* [Article]:

******************************

John Kelly took over as chief of staff six months into the Trump presidency, and he initially helped bring military discipline to a sometimes chaotic White House.
Evan Vucci
/
AP
John Kelly took over as chief of staff six months into the Trump presidency, and he initially helped bring military discipline to a sometimes chaotic White House.

Updated at 1:36 p.m. ET

White House chief of staff John Kelly will leave "toward the end of the year," President Trump said Saturday. It is the latest administration shake-up as Trump makes adjustments following the recent midterm elections.

"John Kelly will be leaving — I don't know if I can say 'retiring.' But, he's a great guy," Trump told reporters on the South Lawn of the White House.

Trump did not announce who would replace Kelly but said that would come in a day or two.

Kelly took over as chief of staff six months into Trump's presidency, and he initially helped bring military discipline to a sometimes chaotic White House. But Kelly ran afoul of the president, who doesn't like feeling "managed," and gradually relaxed his grip on the West Wing. As frustrations mounted over the rising level of illegal immigration, Kelly reportedly suffered a bruising public battle with national security adviser John Bolton.

"The last thing you can afford to do as chief of staff to the president is become the headline rather than the person working in the background," said Leon Panetta, who served as former President Bill Clinton's chief of staff and worked with Kelly at the Pentagon.

******************************

Point placement records

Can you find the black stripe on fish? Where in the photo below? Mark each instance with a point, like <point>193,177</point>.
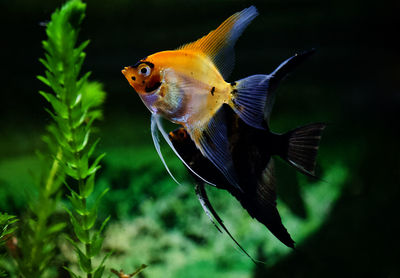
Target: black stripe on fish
<point>153,88</point>
<point>212,91</point>
<point>151,65</point>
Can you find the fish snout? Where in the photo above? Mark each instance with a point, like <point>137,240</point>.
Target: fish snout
<point>126,70</point>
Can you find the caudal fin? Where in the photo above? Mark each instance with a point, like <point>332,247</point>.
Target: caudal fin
<point>249,97</point>
<point>302,147</point>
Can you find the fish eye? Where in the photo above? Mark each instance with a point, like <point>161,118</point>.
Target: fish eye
<point>144,70</point>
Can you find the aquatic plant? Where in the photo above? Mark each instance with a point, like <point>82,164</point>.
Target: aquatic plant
<point>75,106</point>
<point>6,230</point>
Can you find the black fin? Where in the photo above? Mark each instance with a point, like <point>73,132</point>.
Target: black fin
<point>280,73</point>
<point>302,147</point>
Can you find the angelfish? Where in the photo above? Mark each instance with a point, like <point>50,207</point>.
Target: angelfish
<point>188,86</point>
<point>252,152</point>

******************************

* [Task set]:
(a) Please reproduce the article on John Kelly leaving as chief of staff word for word, from beginning to end.
(b) Quote the listing verbatim, starting at its first line and ending at the line that contains "<point>151,65</point>", with both of those lines included. Leave the pictures out.

* [The answers]:
(a)
John Kelly took over as chief of staff six months into the Trump presidency, and he initially helped bring military discipline to a sometimes chaotic White House.
Evan Vucci
/
AP
John Kelly took over as chief of staff six months into the Trump presidency, and he initially helped bring military discipline to a sometimes chaotic White House.

Updated at 1:36 p.m. ET

White House chief of staff John Kelly will leave "toward the end of the year," President Trump said Saturday. It is the latest administration shake-up as Trump makes adjustments following the recent midterm elections.

"John Kelly will be leaving — I don't know if I can say 'retiring.' But, he's a great guy," Trump told reporters on the South Lawn of the White House.

Trump did not announce who would replace Kelly but said that would come in a day or two.

Kelly took over as chief of staff six months into Trump's presidency, and he initially helped bring military discipline to a sometimes chaotic White House. But Kelly ran afoul of the president, who doesn't like feeling "managed," and gradually relaxed his grip on the West Wing. As frustrations mounted over the rising level of illegal immigration, Kelly reportedly suffered a bruising public battle with national security adviser John Bolton.

"The last thing you can afford to do as chief of staff to the president is become the headline rather than the person working in the background," said Leon Panetta, who served as former President Bill Clinton's chief of staff and worked with Kelly at the Pentagon.

(b)
Can you find the black stripe on fish? Where in the photo below? Mark each instance with a point, like <point>193,177</point>.
Target: black stripe on fish
<point>153,88</point>
<point>212,91</point>
<point>151,65</point>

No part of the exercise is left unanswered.